→ **Instructions to follow**:
The records should be written out in full, with nothing altered.

-- Start of Entries --

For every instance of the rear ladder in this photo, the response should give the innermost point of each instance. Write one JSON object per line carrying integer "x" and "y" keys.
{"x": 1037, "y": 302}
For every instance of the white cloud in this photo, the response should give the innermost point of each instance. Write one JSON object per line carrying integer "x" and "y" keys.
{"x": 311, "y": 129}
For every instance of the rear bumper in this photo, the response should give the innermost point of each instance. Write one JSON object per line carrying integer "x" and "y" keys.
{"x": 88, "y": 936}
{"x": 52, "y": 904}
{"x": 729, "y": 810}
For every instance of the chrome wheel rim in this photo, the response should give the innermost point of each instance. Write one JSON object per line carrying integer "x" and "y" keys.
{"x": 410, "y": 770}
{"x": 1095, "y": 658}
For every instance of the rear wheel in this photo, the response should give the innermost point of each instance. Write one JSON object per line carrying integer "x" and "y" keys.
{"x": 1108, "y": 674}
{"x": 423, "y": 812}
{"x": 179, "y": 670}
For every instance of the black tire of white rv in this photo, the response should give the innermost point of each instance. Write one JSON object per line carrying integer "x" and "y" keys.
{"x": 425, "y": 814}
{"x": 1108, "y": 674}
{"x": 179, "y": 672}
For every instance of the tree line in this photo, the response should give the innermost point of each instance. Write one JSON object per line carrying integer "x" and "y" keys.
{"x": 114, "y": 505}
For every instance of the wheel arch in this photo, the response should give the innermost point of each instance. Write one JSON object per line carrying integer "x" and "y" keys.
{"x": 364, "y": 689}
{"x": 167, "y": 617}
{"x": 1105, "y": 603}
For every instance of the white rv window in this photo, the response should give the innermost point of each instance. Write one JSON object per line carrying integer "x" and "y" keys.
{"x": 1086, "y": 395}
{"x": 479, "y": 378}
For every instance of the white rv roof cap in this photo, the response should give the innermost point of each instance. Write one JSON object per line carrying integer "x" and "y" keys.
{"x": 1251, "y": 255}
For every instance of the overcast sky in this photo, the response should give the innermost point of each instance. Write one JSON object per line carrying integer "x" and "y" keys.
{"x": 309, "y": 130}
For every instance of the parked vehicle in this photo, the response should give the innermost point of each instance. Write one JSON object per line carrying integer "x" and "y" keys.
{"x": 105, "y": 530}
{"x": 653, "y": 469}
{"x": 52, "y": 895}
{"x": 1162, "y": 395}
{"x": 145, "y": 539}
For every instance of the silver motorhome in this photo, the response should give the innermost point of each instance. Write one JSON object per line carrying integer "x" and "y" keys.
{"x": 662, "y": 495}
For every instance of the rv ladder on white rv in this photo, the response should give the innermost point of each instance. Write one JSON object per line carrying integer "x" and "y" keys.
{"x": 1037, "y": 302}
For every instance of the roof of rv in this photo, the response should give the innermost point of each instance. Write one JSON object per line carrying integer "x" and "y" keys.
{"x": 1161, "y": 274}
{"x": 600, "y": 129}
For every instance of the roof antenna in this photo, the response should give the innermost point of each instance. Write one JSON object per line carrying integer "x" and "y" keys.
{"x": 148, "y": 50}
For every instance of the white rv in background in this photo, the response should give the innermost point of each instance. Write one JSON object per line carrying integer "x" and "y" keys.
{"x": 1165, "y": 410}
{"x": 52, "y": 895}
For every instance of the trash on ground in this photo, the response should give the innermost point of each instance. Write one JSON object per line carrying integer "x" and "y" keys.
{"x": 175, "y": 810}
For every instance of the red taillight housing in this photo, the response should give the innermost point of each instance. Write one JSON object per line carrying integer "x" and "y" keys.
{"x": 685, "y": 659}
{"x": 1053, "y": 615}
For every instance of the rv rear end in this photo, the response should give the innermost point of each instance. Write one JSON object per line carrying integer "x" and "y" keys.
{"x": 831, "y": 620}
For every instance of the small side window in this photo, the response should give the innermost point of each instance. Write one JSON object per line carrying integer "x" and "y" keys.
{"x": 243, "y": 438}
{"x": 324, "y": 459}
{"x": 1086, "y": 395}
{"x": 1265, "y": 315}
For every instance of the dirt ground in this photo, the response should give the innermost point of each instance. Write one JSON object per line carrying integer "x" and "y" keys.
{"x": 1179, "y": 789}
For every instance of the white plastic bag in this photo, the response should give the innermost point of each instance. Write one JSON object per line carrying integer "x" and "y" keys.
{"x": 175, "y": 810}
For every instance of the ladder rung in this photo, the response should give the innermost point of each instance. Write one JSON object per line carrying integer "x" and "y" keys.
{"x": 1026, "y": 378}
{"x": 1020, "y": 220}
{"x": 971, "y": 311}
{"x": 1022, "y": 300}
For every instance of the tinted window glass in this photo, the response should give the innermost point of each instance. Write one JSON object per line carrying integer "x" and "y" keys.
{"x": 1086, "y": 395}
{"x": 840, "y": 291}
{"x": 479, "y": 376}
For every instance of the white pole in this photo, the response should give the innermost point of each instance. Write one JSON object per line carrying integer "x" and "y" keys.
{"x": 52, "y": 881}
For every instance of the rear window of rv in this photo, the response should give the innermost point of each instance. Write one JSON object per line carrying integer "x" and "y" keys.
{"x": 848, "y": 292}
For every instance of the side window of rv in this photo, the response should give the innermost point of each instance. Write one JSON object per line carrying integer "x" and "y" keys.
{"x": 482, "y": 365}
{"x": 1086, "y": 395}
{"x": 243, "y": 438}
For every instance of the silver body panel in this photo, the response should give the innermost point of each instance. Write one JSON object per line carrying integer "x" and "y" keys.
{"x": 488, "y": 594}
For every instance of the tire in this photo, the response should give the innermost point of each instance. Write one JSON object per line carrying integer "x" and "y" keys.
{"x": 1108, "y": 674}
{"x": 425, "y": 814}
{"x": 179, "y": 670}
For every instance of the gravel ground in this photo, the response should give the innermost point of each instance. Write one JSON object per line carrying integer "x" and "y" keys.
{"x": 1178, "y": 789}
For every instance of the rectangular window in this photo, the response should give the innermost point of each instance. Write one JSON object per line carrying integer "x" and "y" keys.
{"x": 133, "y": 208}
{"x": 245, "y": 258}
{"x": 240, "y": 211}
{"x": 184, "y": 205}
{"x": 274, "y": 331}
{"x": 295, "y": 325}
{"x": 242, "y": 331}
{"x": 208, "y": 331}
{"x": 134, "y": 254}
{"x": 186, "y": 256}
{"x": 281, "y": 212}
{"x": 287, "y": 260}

-- End of Entries --

→ **Output for this exercise**:
For every instance of the rear ladder in this photo, the response should give the innermost point of each instance. Write one JSON object per line carrying integer "x" and "y" keys.
{"x": 1037, "y": 302}
For every instance of the white cloud in this photo, the response should give the innermost point of each instance. Write one JSON object per line carrying integer "x" and "y" keys.
{"x": 311, "y": 129}
For every instance of the rear bumper in this photo, the response should give the innermost point of each instance. Write one JSON object per line carrying integer "x" and "y" keys.
{"x": 88, "y": 936}
{"x": 52, "y": 904}
{"x": 729, "y": 810}
For every instance of the chrome wheel rim in this photo, the response should give the innermost point of each instance. Write one JSON object per line carrying integer "x" and "y" keys.
{"x": 410, "y": 770}
{"x": 1095, "y": 658}
For every instance of the rear wheel in this photo, the response should give the innermost point of each instance. Write one JSON object per line carrying integer "x" and "y" keys.
{"x": 1108, "y": 674}
{"x": 423, "y": 812}
{"x": 179, "y": 670}
For every instance of the black tire of white rv in this photo, the response should give the innermost point of each instance. Write one JSON object per line carrying integer "x" and "y" keys.
{"x": 425, "y": 814}
{"x": 1108, "y": 674}
{"x": 179, "y": 672}
For every instance of the tree line in this photo, the response should give the innermost point of each instance. Write one JSON object per line carrying integer "x" and "y" keys.
{"x": 114, "y": 505}
For every instance of the wheel arch in this photo, the response should give the innermost point of each instance. Write one JSON object per line carrying integer "x" and "y" keys.
{"x": 364, "y": 689}
{"x": 167, "y": 617}
{"x": 1105, "y": 603}
For every instance of the white rv window in this photo, the response should give the innermost point of each instance. Write one JSON object per line carrying integer "x" and "y" keys.
{"x": 1086, "y": 395}
{"x": 479, "y": 378}
For every instance of the white rv roof cap in this photo, the response should give the innermost point of each instance. Write one JSON object per line carrying integer "x" and "y" keys.
{"x": 1251, "y": 255}
For every instance of the overcast sky in this photo, the response should give the innermost point of each instance. Write one JSON object per line carrying integer "x" and "y" keys.
{"x": 309, "y": 130}
For every instance of the parked vehicle in this photo, the response should give the innermost point of each instance. Write one JSON object per line carrying integer "x" and "y" keys.
{"x": 105, "y": 530}
{"x": 653, "y": 469}
{"x": 52, "y": 895}
{"x": 1162, "y": 395}
{"x": 145, "y": 539}
For every instance of the silver motorhome in this photo, the response should give the innermost point of each instance. Write one JSON object per line carrying integer "x" and "y" keys.
{"x": 662, "y": 495}
For every instance of the rv ladder on white rv in this photo, the response should give the innermost point of each instance. Write one JSON object per line carrying integer "x" and "y" keys.
{"x": 1037, "y": 302}
For every instance of the roof of rv in this photo, the response should give the innermost point of each instance. Write one JSON object per line carrying integer "x" and "y" keys.
{"x": 1161, "y": 274}
{"x": 600, "y": 129}
For every instance of the roof antenna in this photo, the response should give the innermost point of each instance. Write one JSON object per line carrying integer "x" and "y" keys.
{"x": 148, "y": 50}
For every instance of the white rv in background in this photo, the response should give the innermost point of each instance. Write one JSON object per line carrying integer "x" and "y" keys.
{"x": 1165, "y": 410}
{"x": 52, "y": 895}
For every instance of the trash on ground in this photo, the response should give the innermost point of each instance. Write one JSON object per line carrying integer "x" and "y" keys.
{"x": 175, "y": 810}
For every instance of the red taillight housing in this photo, the response should give the innermost point of each instance. Write one JSON object per line carrying integer "x" and "y" keys.
{"x": 685, "y": 659}
{"x": 1053, "y": 615}
For every instance of the rv rear end in this photo, the response should give the innermost point of each instance. Write one JSON object per line carrying integer "x" and "y" keys.
{"x": 831, "y": 620}
For every instance of the small side window in this photo, the response should give the innermost point of each instance. Write one JSON object per line carrying integer "x" and "y" keys.
{"x": 243, "y": 438}
{"x": 324, "y": 459}
{"x": 1086, "y": 395}
{"x": 1265, "y": 315}
For every instance of the dirt ground in this photo, the response should give the innermost point of each instance. Write one JSON object per line carrying integer "x" and "y" keys.
{"x": 1179, "y": 789}
For every instance of the white plastic bag in this photo, the response should give the innermost point of each instance. Write one JSON object per line carrying integer "x" and "y" keys.
{"x": 175, "y": 810}
For every instance of the ladder rung in this photo, the response should give the innermost point of each instance. Write one JSON object per line carrying integer "x" and "y" keys.
{"x": 1026, "y": 378}
{"x": 1020, "y": 220}
{"x": 971, "y": 311}
{"x": 1022, "y": 300}
For every instance of the tinted window glass in this photo, the response should give the innermost point of each instance. Write one JSON object per line carrying integer "x" and "y" keys.
{"x": 1086, "y": 395}
{"x": 840, "y": 291}
{"x": 479, "y": 376}
For every instance of the white pole in this photo, the response should give the innermost point of each instance. Write one JSON object per line carrying integer "x" and "y" keys.
{"x": 52, "y": 881}
For every instance of the rear window of rv in this photo, the response should give the innermost point of each instance. Write one JSON object per line carrying integer "x" and "y" keys.
{"x": 848, "y": 292}
For every instance of the side window of rv in this photo, the response should give the innermost point of each instance. Write one JSON object per line carrying integer "x" and "y" keys.
{"x": 482, "y": 365}
{"x": 1086, "y": 395}
{"x": 243, "y": 438}
For every instance of the silver body panel in this photo, the response should give the innermost point of each instance. Write one JSON object per line carrying integer "x" and "y" keys.
{"x": 488, "y": 594}
For every instance of the tire in this photo, the response should give the innermost point of each instance. Write one JSON object per line carrying integer "x" and "y" keys.
{"x": 1108, "y": 674}
{"x": 425, "y": 814}
{"x": 179, "y": 670}
For every instance of the gravel ground in this photo, the response should give the innermost point of each instance. Write one JSON object per line carrying integer "x" and "y" keys.
{"x": 1178, "y": 789}
For every instance of the rectangular window in this photo, the response should give the innermost point of each instance. Write one JSON object per line carrying integer "x" and "y" keys.
{"x": 133, "y": 208}
{"x": 245, "y": 258}
{"x": 240, "y": 211}
{"x": 184, "y": 205}
{"x": 274, "y": 331}
{"x": 295, "y": 325}
{"x": 242, "y": 331}
{"x": 208, "y": 331}
{"x": 134, "y": 254}
{"x": 186, "y": 256}
{"x": 281, "y": 212}
{"x": 287, "y": 260}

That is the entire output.